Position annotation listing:
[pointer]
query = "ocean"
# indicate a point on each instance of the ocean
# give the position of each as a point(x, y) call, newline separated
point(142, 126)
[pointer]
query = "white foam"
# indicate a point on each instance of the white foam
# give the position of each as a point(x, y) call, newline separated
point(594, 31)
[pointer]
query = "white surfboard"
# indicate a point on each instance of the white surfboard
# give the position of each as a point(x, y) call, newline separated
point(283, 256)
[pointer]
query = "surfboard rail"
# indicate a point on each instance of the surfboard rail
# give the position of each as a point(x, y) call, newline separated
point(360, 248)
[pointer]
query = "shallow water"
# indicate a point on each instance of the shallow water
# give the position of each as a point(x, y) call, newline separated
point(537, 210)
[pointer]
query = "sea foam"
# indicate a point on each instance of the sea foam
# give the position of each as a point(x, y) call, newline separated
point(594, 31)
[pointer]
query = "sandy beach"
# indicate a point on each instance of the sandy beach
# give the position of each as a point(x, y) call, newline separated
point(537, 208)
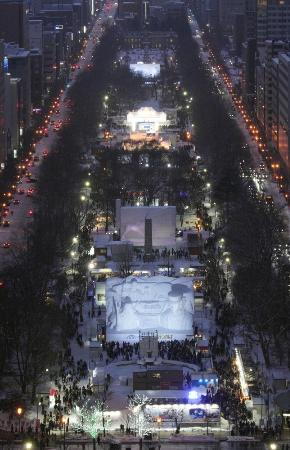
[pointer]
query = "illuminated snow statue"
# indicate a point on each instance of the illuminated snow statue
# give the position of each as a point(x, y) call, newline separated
point(146, 119)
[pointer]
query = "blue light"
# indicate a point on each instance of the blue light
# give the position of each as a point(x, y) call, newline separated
point(193, 395)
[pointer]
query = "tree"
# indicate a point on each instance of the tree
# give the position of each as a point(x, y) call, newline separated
point(92, 418)
point(140, 420)
point(29, 321)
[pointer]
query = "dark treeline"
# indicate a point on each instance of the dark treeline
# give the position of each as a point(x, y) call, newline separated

- Exercise aim: Copy the whole listing above line for line, without any changes. Leave the pictures out of your copy.

- Solution to the exercise:
[pointer]
query = "ocean"
# indicate a point on each instance of the ocean
# give the position of each as a point(x, y) call, newline separated
point(142, 126)
[pointer]
query = "white foam"
# indicate a point on each instance of the white foam
# give the position of each as a point(x, y) call, newline separated
point(594, 31)
[pointer]
query = "white surfboard"
# indicate a point on each instance of the white surfboard
# give the position of each as a point(x, y) call, newline separated
point(283, 256)
[pointer]
query = "surfboard rail"
# indicate a point on each instance of the surfboard rail
# give the position of each as a point(x, y) call, newline separated
point(360, 248)
[pointer]
query = "shallow water"
# indicate a point on each instance of the shallow water
# give the position of each as a point(x, y) call, newline separated
point(537, 210)
[pointer]
query = "sea foam"
# indicate a point on each instance of the sea foam
# give the position of each as a point(x, y) call, newline separated
point(594, 31)
[pointer]
query = "sandy beach"
# indicate a point on each instance of the sandy beach
# give the position of each as a point(x, y) call, newline separated
point(537, 208)
[pointer]
query = "illuminated snow statue"
# indicate a point on each instance of the illuminated snow statue
# give the position of each as a point(x, y) call, newline separated
point(146, 119)
[pointer]
query = "blue light"
# indicate a point on each instance of the blue light
# give the position of each as a point(x, y) call, newline separated
point(193, 395)
[pointer]
query = "tree"
# indicate a point on each instance of the tree
# give the position of each as a point(x, y) call, newline separated
point(92, 418)
point(140, 420)
point(29, 321)
[pointer]
query = "dark treeline"
# indicate a point on each instance of the dark treeline
# give the position of each as a point(x, y) call, newline separated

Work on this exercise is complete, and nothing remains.